Extracted records:
- - - -

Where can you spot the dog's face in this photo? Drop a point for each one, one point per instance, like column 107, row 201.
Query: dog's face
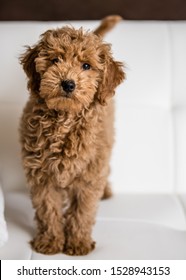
column 70, row 69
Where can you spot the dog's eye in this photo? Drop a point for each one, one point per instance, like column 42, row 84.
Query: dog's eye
column 86, row 66
column 55, row 60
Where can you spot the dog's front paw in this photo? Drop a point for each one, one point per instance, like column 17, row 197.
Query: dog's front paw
column 79, row 248
column 46, row 244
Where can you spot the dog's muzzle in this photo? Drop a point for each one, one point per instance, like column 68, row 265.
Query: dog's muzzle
column 68, row 86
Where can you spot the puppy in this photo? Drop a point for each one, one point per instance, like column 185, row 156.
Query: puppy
column 67, row 133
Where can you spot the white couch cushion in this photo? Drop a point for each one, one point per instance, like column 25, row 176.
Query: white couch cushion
column 127, row 227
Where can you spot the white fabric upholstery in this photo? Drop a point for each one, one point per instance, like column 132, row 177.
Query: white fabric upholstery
column 146, row 219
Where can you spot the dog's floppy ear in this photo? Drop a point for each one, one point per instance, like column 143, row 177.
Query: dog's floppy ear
column 112, row 76
column 28, row 62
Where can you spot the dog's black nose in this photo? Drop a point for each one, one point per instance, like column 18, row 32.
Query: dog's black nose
column 68, row 86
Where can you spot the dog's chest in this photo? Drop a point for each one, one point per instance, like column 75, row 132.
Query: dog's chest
column 67, row 137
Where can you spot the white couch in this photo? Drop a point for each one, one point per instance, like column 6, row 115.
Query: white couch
column 146, row 218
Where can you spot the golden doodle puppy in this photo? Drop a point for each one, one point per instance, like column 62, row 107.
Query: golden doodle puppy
column 67, row 133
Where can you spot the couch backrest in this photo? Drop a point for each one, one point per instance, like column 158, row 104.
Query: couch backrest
column 149, row 153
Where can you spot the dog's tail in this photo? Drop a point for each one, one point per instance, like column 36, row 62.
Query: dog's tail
column 107, row 24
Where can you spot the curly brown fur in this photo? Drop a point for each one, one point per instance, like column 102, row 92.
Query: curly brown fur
column 67, row 135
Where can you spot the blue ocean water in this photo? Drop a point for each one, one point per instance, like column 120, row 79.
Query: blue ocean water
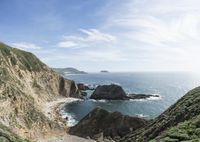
column 170, row 87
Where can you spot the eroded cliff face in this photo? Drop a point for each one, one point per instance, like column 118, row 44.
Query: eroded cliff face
column 25, row 84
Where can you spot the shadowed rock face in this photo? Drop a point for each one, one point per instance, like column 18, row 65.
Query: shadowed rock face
column 116, row 92
column 25, row 84
column 109, row 92
column 101, row 124
column 179, row 122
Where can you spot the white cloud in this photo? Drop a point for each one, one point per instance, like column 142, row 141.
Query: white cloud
column 25, row 45
column 66, row 44
column 168, row 28
column 92, row 36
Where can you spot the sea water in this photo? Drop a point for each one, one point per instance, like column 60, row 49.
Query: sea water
column 169, row 86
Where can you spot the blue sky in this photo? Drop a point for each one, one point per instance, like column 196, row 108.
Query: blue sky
column 116, row 35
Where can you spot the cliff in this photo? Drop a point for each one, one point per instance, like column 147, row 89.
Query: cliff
column 100, row 125
column 25, row 84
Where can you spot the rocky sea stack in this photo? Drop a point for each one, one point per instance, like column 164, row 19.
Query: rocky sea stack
column 109, row 92
column 116, row 92
column 100, row 124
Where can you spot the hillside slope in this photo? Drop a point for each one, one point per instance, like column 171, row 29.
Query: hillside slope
column 180, row 120
column 25, row 84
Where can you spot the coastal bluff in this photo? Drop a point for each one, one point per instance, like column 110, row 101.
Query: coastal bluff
column 25, row 85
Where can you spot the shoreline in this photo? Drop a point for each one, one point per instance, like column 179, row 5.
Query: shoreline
column 52, row 111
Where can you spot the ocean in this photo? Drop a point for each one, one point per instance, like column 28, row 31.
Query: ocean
column 169, row 86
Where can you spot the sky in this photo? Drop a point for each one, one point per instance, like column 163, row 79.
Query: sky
column 114, row 35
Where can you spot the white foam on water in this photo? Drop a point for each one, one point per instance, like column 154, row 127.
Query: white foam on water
column 153, row 98
column 71, row 121
column 142, row 115
column 102, row 101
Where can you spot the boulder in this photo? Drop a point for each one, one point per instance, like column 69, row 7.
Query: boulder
column 101, row 123
column 109, row 92
column 84, row 87
column 141, row 96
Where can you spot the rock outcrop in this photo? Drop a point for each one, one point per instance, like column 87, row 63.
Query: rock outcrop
column 109, row 92
column 100, row 124
column 141, row 96
column 178, row 123
column 64, row 71
column 25, row 84
column 115, row 92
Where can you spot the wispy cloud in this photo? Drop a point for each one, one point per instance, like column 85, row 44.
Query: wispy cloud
column 25, row 45
column 91, row 37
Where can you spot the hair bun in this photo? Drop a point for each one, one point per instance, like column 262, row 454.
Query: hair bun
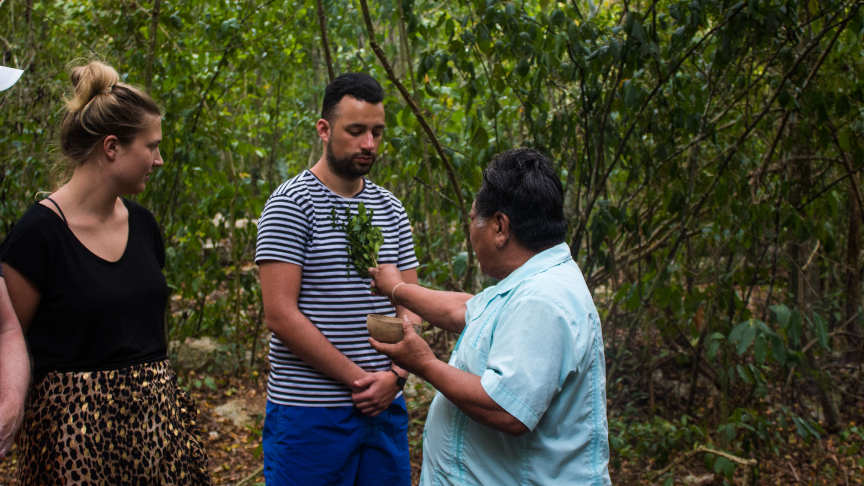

- - - -

Work to be completed:
Give every line of the rows above as a JSON list of strings, one string per line, with blank lines left out. Leave the pictures out.

Solution to this exercise:
[
  "Where can you spot the dog's face in this photo? Drop a point for each one, one point per instance, like column 107, row 201.",
  "Query: dog's face",
  "column 70, row 69",
  "Where can you spot the dog's eye in this photo? Drop a point for each one, one point per instance, like column 42, row 84.",
  "Query: dog's eye",
  "column 86, row 66",
  "column 55, row 60",
  "Where can you spot the dog's front paw in this photo? Drop a point for each one, one point per instance, like column 17, row 197.",
  "Query: dog's front paw",
  "column 79, row 248",
  "column 46, row 244",
  "Where can you spot the dog's muzzle in this photo? Drop a point for each one, one point per instance, like column 68, row 265.",
  "Query: dog's muzzle",
  "column 68, row 86",
  "Where can you spot the puppy in this photo? Drop a point for each one, one point per instance, like column 185, row 156.",
  "Query: puppy",
  "column 67, row 133",
  "Where can you spot the white couch cushion in this photo? Drop a point for each one, one point per instance, like column 25, row 176.",
  "Query: white couch cushion",
  "column 127, row 227",
  "Where can you spot the white fabric upholstery in this photo? Drop a point for each one, one point per instance, like column 132, row 177.",
  "Query: white fabric upholstery",
  "column 146, row 219",
  "Where can you spot the dog's floppy ear in this photo? Drop a point for each one, one point per instance, like column 143, row 177.",
  "Query: dog's floppy ear",
  "column 112, row 76",
  "column 28, row 62",
  "Where can you spot the dog's black nose in this photo? Drop a point for each one, one point per instance, like column 18, row 32.",
  "Query: dog's black nose",
  "column 68, row 86",
  "Where can you spot the dog's chest in this photo? Drop a point for each one, one point per instance, like column 75, row 132.",
  "Query: dog's chest",
  "column 67, row 137",
  "Where can you spot the white couch in this photo? Drop a point for each one, one point per instance, like column 6, row 115.",
  "Query: white couch",
  "column 146, row 218",
  "Where can you spot the golden doodle puppy in this photo? Drop a point for each one, one point per instance, like column 62, row 107.",
  "Query: golden doodle puppy",
  "column 67, row 133",
  "Where can you spot the couch backrest in this photo? Drop a point for each one, one point per instance, like column 158, row 104.",
  "Query: couch backrest",
  "column 149, row 153",
  "Where can you spot the dog's tail in this photo? Drop a point for each one, one point per instance, like column 36, row 62.",
  "Query: dog's tail",
  "column 107, row 24",
  "Where can you spot the curly brown fur in this photo? Drop a point for each one, one point per instance, like column 102, row 92.",
  "Query: curly brown fur",
  "column 67, row 135",
  "Where can you spot the blue ocean water in this photo? Drop a point for each one, one point per instance, like column 120, row 79.",
  "Query: blue ocean water",
  "column 170, row 87",
  "Where can you spot the eroded cliff face in this photo? Drop a point for each one, one point per instance, like column 118, row 44.",
  "Query: eroded cliff face",
  "column 25, row 84",
  "Where can you spot the shadowed rock face in this photo? Drop a point for each one, one point per instance, like column 18, row 65.",
  "Query: shadowed rock face",
  "column 116, row 92",
  "column 25, row 84",
  "column 109, row 92",
  "column 101, row 124",
  "column 179, row 122",
  "Where can you spot the white cloud in this photo? Drop a point for each one, one point per instance, like column 142, row 141.",
  "Query: white cloud",
  "column 25, row 45",
  "column 66, row 44",
  "column 168, row 28",
  "column 92, row 36",
  "Where can you spot the sea water in this photo? Drop a point for each one, one point per instance, like column 60, row 49.",
  "Query: sea water",
  "column 169, row 86",
  "Where can you spot the blue sky in this photo? Drop a point for each one, one point per instance, like column 196, row 108.",
  "Query: blue sky",
  "column 116, row 35",
  "Where can you spot the cliff in this photo? Drop a point for each one, one point per instance, like column 147, row 89.",
  "Query: cliff",
  "column 100, row 125",
  "column 25, row 84",
  "Where can you spot the rocky sea stack in this photo? Drop a point for each one, one point per instance, like column 164, row 19.",
  "Query: rocky sea stack",
  "column 109, row 92",
  "column 116, row 92",
  "column 100, row 124",
  "Where can you spot the hillside slope in this photo? Drop a point for each one, one point per instance, like column 171, row 29.",
  "Query: hillside slope",
  "column 180, row 120",
  "column 25, row 84",
  "Where can you spot the coastal bluff in this photo? Drop a point for each one, one point per instance, like column 110, row 101.",
  "Query: coastal bluff",
  "column 25, row 85",
  "Where can you spot the shoreline in this photo? Drop a point for each one, one point per instance, like column 179, row 5.",
  "Query: shoreline",
  "column 52, row 111",
  "Where can you spot the ocean in this photo? Drop a point for each one, one point per instance, like column 28, row 31.",
  "Query: ocean",
  "column 169, row 86",
  "Where can you spot the sky in this photo? Drop a point for each one, one point per instance, like column 163, row 79.",
  "Query: sky",
  "column 114, row 35",
  "Where can you spot the white foam on water in this photo? Drop a point for each one, one point per instance, like column 154, row 127.",
  "Query: white foam on water",
  "column 153, row 98",
  "column 71, row 121",
  "column 142, row 115",
  "column 102, row 101",
  "Where can you spot the boulder in this photo? Drop a point for each one, one point per instance, like column 69, row 7.",
  "Query: boulder",
  "column 101, row 123",
  "column 109, row 92",
  "column 84, row 87",
  "column 141, row 96",
  "Where can you spot the rock outcrop in this photo? Drop a point for each one, one point per instance, like column 87, row 63.",
  "Query: rock outcrop",
  "column 109, row 92",
  "column 100, row 124",
  "column 141, row 96",
  "column 178, row 123",
  "column 64, row 71",
  "column 25, row 84",
  "column 115, row 92",
  "Where can you spot the wispy cloud in this photo? Drop a point for each one, one point per instance, like column 85, row 44.",
  "Query: wispy cloud",
  "column 25, row 45",
  "column 91, row 37",
  "Where can you spot the hair bun in this photo? Drop a point for each one, one point per instance, like column 262, row 454.",
  "Query: hair bun"
]